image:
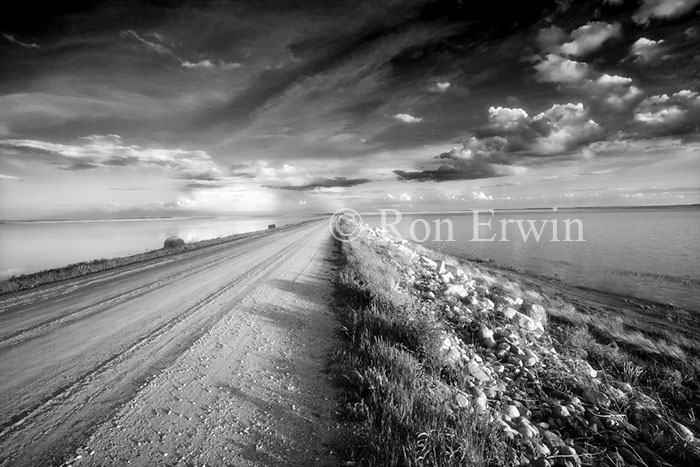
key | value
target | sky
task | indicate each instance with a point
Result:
(129, 109)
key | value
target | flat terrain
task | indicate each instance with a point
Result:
(213, 356)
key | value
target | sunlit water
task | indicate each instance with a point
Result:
(650, 253)
(32, 246)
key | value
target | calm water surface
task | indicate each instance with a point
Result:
(647, 253)
(32, 246)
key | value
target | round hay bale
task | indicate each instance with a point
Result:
(174, 242)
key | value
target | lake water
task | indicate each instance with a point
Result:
(32, 246)
(651, 253)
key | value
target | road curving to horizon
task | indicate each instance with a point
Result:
(211, 356)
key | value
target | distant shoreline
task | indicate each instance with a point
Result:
(460, 211)
(71, 271)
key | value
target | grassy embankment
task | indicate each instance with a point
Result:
(401, 394)
(28, 281)
(393, 378)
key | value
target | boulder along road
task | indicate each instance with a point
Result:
(211, 356)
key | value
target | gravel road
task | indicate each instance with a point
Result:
(214, 356)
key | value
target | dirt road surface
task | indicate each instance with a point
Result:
(209, 357)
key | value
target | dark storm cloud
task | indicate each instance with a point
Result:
(461, 170)
(337, 182)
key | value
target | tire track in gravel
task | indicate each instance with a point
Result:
(52, 425)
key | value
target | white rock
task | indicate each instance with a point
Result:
(685, 433)
(461, 400)
(535, 311)
(440, 267)
(527, 323)
(511, 410)
(509, 312)
(457, 290)
(447, 277)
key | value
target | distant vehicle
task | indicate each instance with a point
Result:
(173, 242)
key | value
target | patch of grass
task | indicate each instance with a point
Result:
(390, 375)
(663, 376)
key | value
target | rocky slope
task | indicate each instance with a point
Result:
(554, 410)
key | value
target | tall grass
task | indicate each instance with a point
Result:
(391, 375)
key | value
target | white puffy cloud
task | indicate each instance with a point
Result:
(616, 91)
(645, 50)
(569, 125)
(109, 150)
(613, 80)
(406, 118)
(556, 69)
(209, 65)
(590, 37)
(440, 87)
(663, 9)
(620, 100)
(674, 113)
(666, 115)
(505, 118)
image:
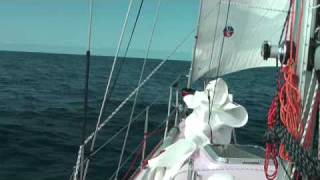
───
• _Problem requirements_: All lines above from the one with "target | tire track in gravel" to the one with "target | tall grass", inclusive, should be copied exactly, and no other lines.

• _Result below_:
target | tire track in gravel
task | indicate each instance with a point
Result:
(52, 425)
key | value
target | white rock
task | indicate each instance with a point
Result:
(685, 433)
(461, 400)
(535, 311)
(440, 267)
(527, 323)
(511, 410)
(509, 312)
(457, 290)
(447, 277)
key | value
target | distant vehicle
task | indicate each instance with a point
Result:
(173, 242)
key | value
target | patch of grass
task | indicate each instance with a point
Result:
(390, 375)
(663, 376)
key | value
target | rocky slope
task | indicate each instance with a point
Result:
(554, 410)
key | value
target | tall grass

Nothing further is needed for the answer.